#### Consigne
Réécrivez sous forme de liste JSON de chaînes les lignes des entrées qui commencent à la ligne contenant "the white shirt" et se poursuivent jusqu'à la ligne contenant "pixel 150 160", bornes comprises. Chaque ligne devient une chaîne, et les lignes vides sont omises.

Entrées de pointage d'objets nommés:

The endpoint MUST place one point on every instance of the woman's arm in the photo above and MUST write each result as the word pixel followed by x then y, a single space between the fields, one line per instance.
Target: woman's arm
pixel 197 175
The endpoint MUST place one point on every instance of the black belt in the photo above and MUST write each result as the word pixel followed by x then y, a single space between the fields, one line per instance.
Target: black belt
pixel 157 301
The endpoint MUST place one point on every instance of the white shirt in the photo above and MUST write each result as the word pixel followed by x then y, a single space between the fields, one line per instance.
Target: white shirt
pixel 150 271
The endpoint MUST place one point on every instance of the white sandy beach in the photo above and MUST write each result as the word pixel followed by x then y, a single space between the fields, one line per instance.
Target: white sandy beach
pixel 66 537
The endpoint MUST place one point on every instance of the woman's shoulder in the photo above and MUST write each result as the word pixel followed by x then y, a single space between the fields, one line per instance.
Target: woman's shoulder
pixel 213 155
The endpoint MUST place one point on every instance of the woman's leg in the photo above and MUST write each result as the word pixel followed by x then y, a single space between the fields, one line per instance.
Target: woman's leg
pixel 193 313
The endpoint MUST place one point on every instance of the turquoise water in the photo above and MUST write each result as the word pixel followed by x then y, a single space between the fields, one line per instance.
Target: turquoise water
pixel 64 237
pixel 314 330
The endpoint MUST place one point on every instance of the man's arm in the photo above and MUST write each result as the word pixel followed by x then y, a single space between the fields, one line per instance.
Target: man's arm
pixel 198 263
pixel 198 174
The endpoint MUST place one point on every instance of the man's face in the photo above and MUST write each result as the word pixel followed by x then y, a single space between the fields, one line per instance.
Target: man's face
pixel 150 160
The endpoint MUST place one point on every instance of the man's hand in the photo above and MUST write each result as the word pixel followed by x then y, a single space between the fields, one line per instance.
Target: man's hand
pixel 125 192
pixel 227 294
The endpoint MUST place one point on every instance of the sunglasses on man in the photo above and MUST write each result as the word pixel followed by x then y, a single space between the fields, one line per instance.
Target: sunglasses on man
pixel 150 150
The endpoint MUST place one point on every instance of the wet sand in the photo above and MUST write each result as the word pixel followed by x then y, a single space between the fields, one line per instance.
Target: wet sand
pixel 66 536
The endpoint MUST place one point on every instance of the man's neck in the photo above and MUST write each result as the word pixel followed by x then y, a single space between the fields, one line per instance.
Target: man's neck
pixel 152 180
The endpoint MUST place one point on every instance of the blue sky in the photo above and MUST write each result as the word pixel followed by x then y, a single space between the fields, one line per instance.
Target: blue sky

--

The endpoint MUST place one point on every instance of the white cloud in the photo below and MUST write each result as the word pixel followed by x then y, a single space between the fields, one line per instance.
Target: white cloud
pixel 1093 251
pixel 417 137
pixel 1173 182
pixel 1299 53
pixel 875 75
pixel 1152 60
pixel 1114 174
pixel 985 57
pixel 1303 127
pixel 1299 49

#### Réponse à la consigne
[
  "The endpoint MUST place one point on every instance of the white shirt in the photo above and MUST write each result as the word pixel followed by x then y, a single space between the fields, one line per instance.",
  "Target: white shirt",
  "pixel 150 271",
  "The endpoint MUST place one point on every instance of the white sandy beach in the photo above and MUST write each result as the word pixel followed by x then y, a single space between the fields, one line per instance.",
  "Target: white sandy beach",
  "pixel 66 537",
  "The endpoint MUST place one point on every instance of the woman's shoulder in the photo above and MUST write each result as the word pixel followed by x then y, a single space between the fields, one line per instance.",
  "Target: woman's shoulder",
  "pixel 213 155",
  "The endpoint MUST place one point on every instance of the woman's leg in the photo above and MUST write each result as the word pixel followed by x then y, a single space between the fields, one line per instance.",
  "Target: woman's leg",
  "pixel 193 313",
  "The endpoint MUST place one point on every instance of the turquoise water in the photo above and MUST write each result as the word pixel followed by x then y, a single space between the fields, one line per instance.",
  "Target: turquoise water",
  "pixel 64 237",
  "pixel 314 330",
  "The endpoint MUST place one point on every instance of the man's arm in the photo above and MUST write each result as the word pixel followed by x then y, a single space between the fields, one line per instance.",
  "Target: man's arm",
  "pixel 198 263",
  "pixel 198 174",
  "The endpoint MUST place one point on every instance of the man's face in the photo above and MUST write each result as the word pixel followed by x then y, a single space between the fields, one line per instance.",
  "Target: man's face",
  "pixel 150 160"
]